%%
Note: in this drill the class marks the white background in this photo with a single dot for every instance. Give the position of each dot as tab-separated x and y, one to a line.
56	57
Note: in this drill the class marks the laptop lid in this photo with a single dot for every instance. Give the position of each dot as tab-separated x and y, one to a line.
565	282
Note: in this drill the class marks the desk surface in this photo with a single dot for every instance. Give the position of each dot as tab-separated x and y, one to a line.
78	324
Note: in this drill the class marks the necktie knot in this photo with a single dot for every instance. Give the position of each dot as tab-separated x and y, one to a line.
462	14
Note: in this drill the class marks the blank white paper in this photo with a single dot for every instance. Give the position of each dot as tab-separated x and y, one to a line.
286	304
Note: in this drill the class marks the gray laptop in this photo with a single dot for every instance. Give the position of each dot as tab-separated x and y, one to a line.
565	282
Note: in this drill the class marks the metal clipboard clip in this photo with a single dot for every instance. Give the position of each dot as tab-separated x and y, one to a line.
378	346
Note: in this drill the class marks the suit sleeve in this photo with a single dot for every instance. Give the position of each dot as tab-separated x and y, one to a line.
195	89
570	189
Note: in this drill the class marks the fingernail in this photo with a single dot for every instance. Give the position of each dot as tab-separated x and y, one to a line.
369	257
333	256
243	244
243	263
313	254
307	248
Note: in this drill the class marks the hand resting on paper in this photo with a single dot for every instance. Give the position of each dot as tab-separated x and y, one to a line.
%%
TASK REQUIREMENTS :: Render the lines above as a Markdown table with the columns Number and Line, one numbered row per line, leaving out any blank lines.

TASK ANSWER ::
| Number | Line |
|---|---|
| 1 | Note: in this drill the class marks the white background in this photo with a single dot for every instance. Give the position of each dot as tab-separated x and y, one to a line. |
| 2 | 56	57 |
| 3 | Note: in this drill the class marks the laptop lid in this photo with a single dot for every instance. Give the position of each dot as tab-separated x and y, one to a line. |
| 4 | 565	282 |
| 5 | Note: in this drill the class marks the desk surface in this photo with a single dot for every instance. Give the position of each dot as tab-separated x and y, one to a line. |
| 6 | 78	324 |
| 7 | Note: in this drill the class marks the necktie knot in this photo with a single dot for every instance. Give the position of each dot as tab-separated x and y, one to a line. |
| 8 | 462	14 |
| 9 | Note: in this drill the class marks the blank white paper in this photo with a single dot for every instance. Give the position of each dot as tab-separated x and y, one to a line. |
| 10 | 286	304 |
| 11 | Note: in this drill the class marks the gray laptop in this photo with a single dot for every instance. Give the position of each dot as tab-separated x and y, one to a line. |
| 12 | 565	282 |
| 13 | Note: in this drill the class marks the metal clipboard clip in this photo with a single dot for every instance. Give the position of each dot as tab-separated x and y, one to a line. |
| 14 | 378	346 |
| 15 | Note: in this drill the class marks the suit sleeve in this photo with a single dot for every instance. Give the position of each dot as tab-separated x and y, one to a line. |
| 16 | 195	89 |
| 17 | 570	189 |
| 18 | Note: in this drill the class marks the fingernail in this photo with a single dot for every instance. Give the position of each dot as tab-separated x and y, one to a line. |
| 19 | 369	257 |
| 20 | 333	256 |
| 21 | 243	244 |
| 22 | 243	263 |
| 23 | 313	254 |
| 24 | 307	248 |
| 25 | Note: in this drill the class marks the hand resting on paper in this photo with a single dot for every instance. Give the position of each dot as tab-separated x and y, one to a line. |